◆ **Work instructions**
Please pick out every line of the material below that contains the string "construction", matching case exactly, and copy each of those lines.

Stored dataset items:
>>>
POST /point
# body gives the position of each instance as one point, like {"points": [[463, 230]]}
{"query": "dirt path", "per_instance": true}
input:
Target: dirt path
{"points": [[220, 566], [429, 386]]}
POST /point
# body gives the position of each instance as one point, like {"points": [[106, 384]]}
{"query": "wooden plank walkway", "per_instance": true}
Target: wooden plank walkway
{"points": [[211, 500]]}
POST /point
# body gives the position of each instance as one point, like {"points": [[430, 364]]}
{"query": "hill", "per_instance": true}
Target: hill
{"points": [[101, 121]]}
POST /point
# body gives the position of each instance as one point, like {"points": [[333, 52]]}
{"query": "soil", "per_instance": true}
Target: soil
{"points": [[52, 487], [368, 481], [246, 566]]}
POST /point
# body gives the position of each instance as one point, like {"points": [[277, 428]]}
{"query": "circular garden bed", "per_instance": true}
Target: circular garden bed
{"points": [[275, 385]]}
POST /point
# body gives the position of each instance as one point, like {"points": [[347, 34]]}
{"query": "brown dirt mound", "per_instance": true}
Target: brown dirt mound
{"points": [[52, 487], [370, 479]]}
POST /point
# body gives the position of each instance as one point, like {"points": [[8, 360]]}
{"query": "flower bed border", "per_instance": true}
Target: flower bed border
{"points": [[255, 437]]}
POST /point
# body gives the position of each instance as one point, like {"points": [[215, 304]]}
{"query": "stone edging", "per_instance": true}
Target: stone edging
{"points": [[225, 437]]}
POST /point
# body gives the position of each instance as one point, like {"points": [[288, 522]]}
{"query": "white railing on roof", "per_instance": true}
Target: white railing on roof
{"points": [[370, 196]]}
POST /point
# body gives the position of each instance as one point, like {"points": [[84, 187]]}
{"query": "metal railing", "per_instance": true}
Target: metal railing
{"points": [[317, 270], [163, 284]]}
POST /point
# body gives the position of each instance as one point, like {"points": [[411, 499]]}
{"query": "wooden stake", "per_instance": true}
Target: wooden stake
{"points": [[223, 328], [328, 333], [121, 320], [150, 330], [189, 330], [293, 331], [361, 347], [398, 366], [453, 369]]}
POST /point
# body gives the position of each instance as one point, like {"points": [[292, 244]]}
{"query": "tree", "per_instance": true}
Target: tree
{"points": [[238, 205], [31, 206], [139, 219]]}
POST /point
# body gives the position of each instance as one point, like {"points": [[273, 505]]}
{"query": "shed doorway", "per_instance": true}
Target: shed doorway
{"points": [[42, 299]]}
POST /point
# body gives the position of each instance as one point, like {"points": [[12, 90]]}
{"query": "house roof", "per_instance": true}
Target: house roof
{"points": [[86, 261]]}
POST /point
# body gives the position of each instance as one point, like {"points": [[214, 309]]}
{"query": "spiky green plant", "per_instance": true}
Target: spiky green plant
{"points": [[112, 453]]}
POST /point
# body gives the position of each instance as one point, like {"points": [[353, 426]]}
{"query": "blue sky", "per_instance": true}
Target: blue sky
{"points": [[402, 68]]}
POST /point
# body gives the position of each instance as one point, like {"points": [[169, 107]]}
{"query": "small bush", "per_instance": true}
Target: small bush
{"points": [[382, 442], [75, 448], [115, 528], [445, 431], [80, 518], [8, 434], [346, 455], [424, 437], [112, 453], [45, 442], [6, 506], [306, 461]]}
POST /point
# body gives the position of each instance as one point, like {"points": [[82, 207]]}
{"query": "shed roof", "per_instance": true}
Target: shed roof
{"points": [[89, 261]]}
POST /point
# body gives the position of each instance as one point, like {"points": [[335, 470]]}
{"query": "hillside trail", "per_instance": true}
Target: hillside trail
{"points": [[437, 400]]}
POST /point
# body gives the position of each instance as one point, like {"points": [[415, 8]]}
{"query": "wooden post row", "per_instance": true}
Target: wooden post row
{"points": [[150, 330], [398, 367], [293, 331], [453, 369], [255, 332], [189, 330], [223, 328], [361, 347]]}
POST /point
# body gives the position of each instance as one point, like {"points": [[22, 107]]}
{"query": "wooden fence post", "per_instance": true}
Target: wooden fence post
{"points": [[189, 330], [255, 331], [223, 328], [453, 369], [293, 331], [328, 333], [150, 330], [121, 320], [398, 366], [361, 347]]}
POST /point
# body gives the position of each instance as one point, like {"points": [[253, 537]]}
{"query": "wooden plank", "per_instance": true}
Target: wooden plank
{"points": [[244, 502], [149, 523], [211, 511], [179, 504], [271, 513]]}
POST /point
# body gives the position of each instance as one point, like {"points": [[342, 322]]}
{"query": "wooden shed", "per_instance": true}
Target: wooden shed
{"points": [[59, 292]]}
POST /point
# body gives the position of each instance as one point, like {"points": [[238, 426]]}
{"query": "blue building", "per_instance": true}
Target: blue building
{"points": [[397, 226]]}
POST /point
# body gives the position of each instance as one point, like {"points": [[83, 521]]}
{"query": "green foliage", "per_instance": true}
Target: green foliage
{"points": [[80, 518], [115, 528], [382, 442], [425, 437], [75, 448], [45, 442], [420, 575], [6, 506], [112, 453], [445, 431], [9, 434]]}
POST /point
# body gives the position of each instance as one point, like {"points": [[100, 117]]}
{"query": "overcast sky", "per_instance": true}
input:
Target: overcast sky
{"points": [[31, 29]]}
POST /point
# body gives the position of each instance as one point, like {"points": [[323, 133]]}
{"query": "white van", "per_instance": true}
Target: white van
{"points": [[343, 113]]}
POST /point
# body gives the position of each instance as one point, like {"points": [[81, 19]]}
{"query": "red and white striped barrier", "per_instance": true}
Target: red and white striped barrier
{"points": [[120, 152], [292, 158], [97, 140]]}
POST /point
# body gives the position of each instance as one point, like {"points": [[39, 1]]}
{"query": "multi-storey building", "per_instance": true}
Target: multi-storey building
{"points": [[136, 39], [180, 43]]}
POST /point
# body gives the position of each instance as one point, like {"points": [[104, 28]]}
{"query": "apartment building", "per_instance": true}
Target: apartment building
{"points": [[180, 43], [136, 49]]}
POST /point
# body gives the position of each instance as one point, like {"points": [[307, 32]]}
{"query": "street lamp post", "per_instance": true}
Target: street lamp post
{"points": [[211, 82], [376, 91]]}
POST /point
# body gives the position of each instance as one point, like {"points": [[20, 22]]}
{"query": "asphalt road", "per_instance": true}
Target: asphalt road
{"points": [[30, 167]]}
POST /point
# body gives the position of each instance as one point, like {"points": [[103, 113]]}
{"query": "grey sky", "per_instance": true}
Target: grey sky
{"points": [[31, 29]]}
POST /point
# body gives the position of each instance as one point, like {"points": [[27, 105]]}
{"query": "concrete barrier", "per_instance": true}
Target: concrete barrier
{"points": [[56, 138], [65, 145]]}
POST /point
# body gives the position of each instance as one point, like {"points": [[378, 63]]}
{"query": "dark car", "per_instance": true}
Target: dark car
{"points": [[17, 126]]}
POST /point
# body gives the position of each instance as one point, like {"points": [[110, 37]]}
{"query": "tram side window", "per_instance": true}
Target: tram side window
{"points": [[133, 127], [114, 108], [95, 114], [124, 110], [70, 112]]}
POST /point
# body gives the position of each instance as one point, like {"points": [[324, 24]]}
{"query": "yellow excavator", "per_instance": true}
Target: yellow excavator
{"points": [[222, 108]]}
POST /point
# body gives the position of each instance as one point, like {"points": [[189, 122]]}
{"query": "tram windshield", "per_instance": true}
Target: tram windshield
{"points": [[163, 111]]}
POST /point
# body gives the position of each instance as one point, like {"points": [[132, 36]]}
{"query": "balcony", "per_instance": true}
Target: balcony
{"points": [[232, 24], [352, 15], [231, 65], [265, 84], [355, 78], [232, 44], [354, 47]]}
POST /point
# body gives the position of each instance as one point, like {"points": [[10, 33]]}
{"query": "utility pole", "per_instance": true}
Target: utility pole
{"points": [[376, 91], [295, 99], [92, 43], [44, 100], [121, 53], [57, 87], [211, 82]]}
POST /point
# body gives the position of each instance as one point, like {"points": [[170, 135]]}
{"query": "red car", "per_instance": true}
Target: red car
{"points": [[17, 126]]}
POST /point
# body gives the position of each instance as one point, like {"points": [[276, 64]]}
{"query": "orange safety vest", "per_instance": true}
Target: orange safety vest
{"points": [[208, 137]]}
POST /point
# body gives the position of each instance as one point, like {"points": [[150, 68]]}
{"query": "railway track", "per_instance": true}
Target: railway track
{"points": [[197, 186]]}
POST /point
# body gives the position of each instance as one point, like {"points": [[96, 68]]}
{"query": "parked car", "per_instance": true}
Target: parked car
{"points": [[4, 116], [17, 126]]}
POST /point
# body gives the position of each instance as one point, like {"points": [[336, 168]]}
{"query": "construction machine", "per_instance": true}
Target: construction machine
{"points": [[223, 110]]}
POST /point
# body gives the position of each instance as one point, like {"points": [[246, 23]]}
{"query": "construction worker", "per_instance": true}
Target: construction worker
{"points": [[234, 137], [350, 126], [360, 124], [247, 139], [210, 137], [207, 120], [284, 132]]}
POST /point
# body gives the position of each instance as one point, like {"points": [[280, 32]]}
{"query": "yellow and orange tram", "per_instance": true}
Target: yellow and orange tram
<<<
◆ **Result of this exercise**
{"query": "construction machine", "per_instance": true}
Target: construction machine
{"query": "construction worker", "per_instance": true}
Target: construction worker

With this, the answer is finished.